◆ INSTRUCTIONS TO FOLLOW: Each line below either holds the string "white" or doesn't. Count those that do and give only the number.

(Phrase grounding data)
---*---
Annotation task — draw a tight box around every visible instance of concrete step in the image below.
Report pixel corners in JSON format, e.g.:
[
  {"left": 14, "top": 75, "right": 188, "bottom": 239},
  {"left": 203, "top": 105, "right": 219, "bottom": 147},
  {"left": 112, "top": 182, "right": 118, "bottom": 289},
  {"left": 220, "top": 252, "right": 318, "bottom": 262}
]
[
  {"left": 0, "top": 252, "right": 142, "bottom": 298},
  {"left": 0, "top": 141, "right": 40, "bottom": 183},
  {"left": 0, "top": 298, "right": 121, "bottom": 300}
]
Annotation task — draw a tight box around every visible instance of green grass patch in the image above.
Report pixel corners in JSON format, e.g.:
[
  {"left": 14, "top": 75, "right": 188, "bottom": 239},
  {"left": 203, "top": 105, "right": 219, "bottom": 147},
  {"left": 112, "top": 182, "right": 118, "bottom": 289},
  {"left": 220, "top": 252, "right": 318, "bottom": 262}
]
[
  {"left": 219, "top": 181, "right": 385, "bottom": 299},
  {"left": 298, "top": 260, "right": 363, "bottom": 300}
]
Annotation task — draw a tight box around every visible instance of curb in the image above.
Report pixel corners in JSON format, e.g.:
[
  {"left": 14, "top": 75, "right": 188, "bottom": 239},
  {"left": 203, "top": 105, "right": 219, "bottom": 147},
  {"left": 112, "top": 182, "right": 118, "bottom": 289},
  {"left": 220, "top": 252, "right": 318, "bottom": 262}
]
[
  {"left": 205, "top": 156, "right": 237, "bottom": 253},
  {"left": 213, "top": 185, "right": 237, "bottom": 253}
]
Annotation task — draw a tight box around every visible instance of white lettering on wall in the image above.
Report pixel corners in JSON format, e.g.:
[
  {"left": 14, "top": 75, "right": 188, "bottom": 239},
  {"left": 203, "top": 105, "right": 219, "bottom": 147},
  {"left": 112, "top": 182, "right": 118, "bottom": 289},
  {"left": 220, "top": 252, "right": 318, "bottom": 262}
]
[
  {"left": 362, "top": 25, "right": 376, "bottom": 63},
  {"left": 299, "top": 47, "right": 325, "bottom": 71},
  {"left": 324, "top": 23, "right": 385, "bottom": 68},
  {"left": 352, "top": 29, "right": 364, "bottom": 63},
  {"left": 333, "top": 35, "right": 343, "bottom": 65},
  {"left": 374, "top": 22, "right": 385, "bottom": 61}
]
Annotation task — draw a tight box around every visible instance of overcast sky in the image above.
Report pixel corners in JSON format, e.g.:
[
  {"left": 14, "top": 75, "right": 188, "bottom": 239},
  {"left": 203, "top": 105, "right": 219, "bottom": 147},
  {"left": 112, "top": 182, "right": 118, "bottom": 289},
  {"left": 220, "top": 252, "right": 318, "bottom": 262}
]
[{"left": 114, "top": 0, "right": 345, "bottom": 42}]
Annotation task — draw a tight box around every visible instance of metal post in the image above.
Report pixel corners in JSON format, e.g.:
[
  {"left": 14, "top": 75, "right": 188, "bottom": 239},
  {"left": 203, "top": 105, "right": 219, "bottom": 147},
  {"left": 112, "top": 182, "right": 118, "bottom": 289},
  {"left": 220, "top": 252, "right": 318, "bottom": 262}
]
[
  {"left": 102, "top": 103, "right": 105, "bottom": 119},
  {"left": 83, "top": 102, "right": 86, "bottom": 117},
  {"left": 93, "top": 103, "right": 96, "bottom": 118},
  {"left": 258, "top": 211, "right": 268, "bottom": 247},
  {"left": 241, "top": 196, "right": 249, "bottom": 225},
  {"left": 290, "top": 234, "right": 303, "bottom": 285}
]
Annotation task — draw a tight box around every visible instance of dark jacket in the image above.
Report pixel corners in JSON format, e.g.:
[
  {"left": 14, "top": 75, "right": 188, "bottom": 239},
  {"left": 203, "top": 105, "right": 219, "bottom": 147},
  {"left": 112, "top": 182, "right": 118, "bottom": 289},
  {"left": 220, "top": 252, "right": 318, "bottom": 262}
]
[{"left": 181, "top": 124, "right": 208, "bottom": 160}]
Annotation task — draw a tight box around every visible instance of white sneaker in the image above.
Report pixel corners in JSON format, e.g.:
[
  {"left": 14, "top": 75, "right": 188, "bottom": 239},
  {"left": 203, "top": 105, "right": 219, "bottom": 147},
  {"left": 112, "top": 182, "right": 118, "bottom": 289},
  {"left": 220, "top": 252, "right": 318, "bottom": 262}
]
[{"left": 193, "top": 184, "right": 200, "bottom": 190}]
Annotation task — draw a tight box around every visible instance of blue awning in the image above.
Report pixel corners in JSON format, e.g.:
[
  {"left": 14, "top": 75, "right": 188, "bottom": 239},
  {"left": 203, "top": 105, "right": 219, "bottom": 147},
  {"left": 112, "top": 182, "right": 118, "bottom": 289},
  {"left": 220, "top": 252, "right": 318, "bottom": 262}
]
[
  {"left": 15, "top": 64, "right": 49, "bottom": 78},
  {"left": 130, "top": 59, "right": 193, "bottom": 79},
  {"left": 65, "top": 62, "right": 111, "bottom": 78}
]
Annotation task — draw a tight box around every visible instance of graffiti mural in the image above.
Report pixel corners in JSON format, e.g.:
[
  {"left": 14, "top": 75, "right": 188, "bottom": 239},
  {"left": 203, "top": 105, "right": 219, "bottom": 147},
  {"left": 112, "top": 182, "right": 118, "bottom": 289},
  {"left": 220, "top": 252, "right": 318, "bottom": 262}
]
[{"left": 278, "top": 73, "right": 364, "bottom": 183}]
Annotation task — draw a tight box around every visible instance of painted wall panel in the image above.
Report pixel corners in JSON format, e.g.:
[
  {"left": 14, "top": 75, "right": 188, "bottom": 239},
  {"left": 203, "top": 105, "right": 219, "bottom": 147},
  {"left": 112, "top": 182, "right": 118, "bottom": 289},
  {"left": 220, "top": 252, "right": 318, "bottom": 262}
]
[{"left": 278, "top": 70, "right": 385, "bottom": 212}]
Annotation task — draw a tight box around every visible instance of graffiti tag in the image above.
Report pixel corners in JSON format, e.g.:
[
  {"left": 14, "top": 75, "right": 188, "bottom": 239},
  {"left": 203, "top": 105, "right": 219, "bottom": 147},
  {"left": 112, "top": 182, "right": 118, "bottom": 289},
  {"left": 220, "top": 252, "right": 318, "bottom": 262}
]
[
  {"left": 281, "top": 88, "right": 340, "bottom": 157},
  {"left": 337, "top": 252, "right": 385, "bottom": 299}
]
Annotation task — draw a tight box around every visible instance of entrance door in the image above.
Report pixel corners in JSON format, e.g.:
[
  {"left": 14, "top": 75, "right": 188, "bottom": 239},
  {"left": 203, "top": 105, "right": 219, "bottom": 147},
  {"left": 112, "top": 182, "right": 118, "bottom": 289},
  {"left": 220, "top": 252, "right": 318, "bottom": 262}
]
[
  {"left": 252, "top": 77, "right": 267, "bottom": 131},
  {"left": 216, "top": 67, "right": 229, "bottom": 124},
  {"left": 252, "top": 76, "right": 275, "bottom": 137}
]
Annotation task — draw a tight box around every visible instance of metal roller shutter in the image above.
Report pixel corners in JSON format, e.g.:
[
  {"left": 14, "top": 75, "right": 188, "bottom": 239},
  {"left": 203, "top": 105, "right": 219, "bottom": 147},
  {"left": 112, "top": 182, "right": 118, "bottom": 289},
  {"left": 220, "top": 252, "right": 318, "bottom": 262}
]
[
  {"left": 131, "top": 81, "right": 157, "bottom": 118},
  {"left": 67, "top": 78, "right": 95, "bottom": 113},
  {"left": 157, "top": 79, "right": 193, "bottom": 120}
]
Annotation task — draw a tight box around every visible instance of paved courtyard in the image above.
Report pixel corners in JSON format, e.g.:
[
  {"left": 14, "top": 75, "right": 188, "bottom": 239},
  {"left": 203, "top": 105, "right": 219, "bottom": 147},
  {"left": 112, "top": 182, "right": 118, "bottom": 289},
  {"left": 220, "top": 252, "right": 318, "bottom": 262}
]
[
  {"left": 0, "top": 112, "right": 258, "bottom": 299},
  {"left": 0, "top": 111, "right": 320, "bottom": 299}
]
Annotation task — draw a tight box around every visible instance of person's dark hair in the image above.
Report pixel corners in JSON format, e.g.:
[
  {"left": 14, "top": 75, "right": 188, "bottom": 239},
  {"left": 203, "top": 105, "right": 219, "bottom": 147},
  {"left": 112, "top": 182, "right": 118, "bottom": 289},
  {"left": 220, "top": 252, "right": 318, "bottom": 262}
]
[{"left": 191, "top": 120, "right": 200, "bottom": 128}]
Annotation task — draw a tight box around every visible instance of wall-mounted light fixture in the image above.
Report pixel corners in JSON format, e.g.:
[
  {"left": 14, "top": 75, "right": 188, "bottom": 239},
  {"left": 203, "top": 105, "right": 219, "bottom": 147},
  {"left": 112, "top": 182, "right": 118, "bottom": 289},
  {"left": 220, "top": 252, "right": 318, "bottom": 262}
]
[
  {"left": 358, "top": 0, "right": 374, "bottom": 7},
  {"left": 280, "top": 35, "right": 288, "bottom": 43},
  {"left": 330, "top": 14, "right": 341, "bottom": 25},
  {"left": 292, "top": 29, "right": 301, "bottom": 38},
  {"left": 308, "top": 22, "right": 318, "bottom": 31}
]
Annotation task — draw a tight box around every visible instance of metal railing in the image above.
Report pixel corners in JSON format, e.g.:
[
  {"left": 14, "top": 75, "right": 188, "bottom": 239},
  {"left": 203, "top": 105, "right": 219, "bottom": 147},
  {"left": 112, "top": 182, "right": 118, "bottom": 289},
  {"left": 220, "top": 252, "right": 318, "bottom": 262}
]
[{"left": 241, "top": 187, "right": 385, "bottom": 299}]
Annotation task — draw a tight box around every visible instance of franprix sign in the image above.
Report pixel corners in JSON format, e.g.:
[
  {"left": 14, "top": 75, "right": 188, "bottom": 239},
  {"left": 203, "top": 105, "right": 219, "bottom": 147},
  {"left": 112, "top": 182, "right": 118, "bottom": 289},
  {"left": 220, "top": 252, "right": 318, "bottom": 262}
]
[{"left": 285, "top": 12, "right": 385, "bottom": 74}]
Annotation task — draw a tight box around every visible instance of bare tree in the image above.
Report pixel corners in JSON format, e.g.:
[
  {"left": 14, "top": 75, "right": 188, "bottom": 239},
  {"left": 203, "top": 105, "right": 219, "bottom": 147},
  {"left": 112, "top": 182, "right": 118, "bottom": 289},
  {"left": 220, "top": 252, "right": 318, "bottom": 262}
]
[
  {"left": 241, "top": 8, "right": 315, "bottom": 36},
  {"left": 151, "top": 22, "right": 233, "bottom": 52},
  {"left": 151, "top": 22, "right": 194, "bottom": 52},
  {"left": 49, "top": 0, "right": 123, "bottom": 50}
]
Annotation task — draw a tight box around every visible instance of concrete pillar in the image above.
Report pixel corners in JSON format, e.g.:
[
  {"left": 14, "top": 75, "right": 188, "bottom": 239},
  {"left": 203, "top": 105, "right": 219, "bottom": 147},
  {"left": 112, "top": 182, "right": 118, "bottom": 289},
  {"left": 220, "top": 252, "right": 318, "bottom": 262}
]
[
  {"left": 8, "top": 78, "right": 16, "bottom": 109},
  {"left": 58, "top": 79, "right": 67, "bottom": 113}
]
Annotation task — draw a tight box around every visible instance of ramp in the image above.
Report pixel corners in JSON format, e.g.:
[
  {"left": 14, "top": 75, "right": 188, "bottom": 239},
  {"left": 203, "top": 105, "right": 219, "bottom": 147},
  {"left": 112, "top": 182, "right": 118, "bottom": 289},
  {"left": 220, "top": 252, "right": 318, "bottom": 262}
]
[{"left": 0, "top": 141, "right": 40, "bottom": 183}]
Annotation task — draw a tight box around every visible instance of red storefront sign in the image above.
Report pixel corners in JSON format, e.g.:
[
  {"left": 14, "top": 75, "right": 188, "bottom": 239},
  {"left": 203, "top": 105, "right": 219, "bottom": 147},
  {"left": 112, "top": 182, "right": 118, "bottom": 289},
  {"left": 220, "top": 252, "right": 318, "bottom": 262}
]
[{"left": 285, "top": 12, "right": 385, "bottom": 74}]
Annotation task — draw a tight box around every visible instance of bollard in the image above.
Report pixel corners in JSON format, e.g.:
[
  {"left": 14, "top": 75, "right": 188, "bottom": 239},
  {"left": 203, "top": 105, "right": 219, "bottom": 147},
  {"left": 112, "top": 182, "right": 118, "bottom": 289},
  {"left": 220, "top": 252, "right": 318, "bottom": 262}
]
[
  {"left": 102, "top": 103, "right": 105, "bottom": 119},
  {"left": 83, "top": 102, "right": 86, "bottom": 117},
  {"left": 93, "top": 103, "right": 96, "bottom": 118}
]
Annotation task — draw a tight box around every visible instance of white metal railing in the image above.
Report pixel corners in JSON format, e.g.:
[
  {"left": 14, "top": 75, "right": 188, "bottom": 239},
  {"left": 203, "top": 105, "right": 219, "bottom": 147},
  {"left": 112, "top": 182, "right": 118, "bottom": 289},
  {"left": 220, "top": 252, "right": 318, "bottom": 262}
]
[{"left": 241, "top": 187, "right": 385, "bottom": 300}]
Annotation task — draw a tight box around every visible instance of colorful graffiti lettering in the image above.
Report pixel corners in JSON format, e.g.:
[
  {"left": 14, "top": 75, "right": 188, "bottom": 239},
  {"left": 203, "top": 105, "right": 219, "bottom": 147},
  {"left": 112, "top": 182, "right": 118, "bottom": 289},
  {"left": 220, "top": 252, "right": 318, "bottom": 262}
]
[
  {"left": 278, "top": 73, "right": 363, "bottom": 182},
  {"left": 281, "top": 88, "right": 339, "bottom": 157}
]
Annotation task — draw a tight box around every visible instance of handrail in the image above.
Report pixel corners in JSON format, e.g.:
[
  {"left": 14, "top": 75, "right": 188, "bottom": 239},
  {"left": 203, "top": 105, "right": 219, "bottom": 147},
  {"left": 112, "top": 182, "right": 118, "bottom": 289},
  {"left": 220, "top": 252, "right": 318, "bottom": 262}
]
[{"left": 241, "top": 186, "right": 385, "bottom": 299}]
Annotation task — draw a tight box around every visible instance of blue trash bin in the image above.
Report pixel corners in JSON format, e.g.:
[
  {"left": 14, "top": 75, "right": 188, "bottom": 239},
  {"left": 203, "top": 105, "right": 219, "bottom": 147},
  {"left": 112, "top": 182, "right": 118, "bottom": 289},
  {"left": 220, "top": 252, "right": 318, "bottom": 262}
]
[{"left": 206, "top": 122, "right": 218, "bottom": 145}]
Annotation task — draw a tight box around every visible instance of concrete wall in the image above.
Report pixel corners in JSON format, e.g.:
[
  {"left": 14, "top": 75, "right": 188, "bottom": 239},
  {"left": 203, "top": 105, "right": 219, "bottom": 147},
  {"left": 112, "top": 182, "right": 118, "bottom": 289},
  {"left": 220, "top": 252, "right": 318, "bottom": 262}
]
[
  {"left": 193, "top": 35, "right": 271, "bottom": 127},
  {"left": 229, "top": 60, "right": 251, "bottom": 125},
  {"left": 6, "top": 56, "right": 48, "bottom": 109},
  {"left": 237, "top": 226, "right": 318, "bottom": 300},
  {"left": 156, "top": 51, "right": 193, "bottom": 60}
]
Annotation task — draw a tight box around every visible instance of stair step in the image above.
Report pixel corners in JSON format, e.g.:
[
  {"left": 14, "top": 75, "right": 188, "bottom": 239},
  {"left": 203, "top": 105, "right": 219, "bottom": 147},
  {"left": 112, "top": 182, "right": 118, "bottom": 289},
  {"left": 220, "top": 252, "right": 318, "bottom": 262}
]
---*---
◆ ANSWER FOR THE TASK: 3